EXCERPT:
/---
British Agent is a 1934 American romantic espionage film directed by Michael Curtiz and starring Leslie Howard and Kay Francis. It is based on Memoirs of a British Agent, the 1932 autobiography of R. H. Bruce Lockhart, who worked for the British Secret Service during the Russian Revolution and had an affair with a Russian agent, later known as Moura Budberg. The film was produced by First National, then a division of Warner Bros.

Production
At one point, the studio considered the possibility of shooting some scenes on location in the Soviet Union, but the political situation there made that impossible. Instead, the film was shot at the studio in Hollywood, with sets designed by the art director Anton Grot. The comparatively-large budget of $475,000 allowed 41 different sets to be used to recreate Imperial Russia and the early years of the Revolution.

The same book was partly used as an inspiration for the television series Reilly, Ace of Spies, which also portrayed the adventures of Lockhart and Sidney Reilly during their years in Moscow around the time of the Russian Revolution.

Plot and Historical Basis
In the days leading up to the Russian Revolution, Stephen Locke, a minor British diplomat, watches rioting in the streets. The revolutionary Elena Moura shoots it out with a Cossack soldier. When she retreats onto the grounds of the consulate, the soldier follows, forcing Stephen to intervene to protect British extraterritoriality. After the Cossack leaves, Elena emerges; she and Steven are attracted to each other, but their politics clash. Elena departs.

After the Russian Empire is overthrown and the Soviet Union is born, most Western diplomats evacuate. Stephen is left behind with just a servant, "Poohbah" Evans. Day after day, he waits with mounting frustration for instructions, passing the time with others in the same situation, the American Bob Medill, Gaston LeFarge, and Tito Del Val.

His boredom is lifted when he meets Elena again. She is now an important member of the government, working for Commissioner of War Leo Trotsky. He romances her, and they quickly fall in love.
\---
AVAILABLE DATA:
/---
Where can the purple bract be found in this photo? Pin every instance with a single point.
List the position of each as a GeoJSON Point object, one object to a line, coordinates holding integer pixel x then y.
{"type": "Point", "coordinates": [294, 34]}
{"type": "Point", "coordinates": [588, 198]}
\---
EXERCISES:
1. From the article about British Agent, list the people Stephen passes the time with while waiting for instructions.
2. Retype the article about British Agent from "After the Russian" up to and including "Tito Del Val.".

ANSWER LIST:
1.
Bob Medill
Gaston LeFarge
Tito Del Val

2.
After the Russian Empire is overthrown and the Soviet Union is born, most Western diplomats evacuate. Stephen is left behind with just a servant, "Poohbah" Evans. Day after day, he waits with mounting frustration for instructions, passing the time with others in the same situation, the American Bob Medill, Gaston LeFarge, and Tito Del Val.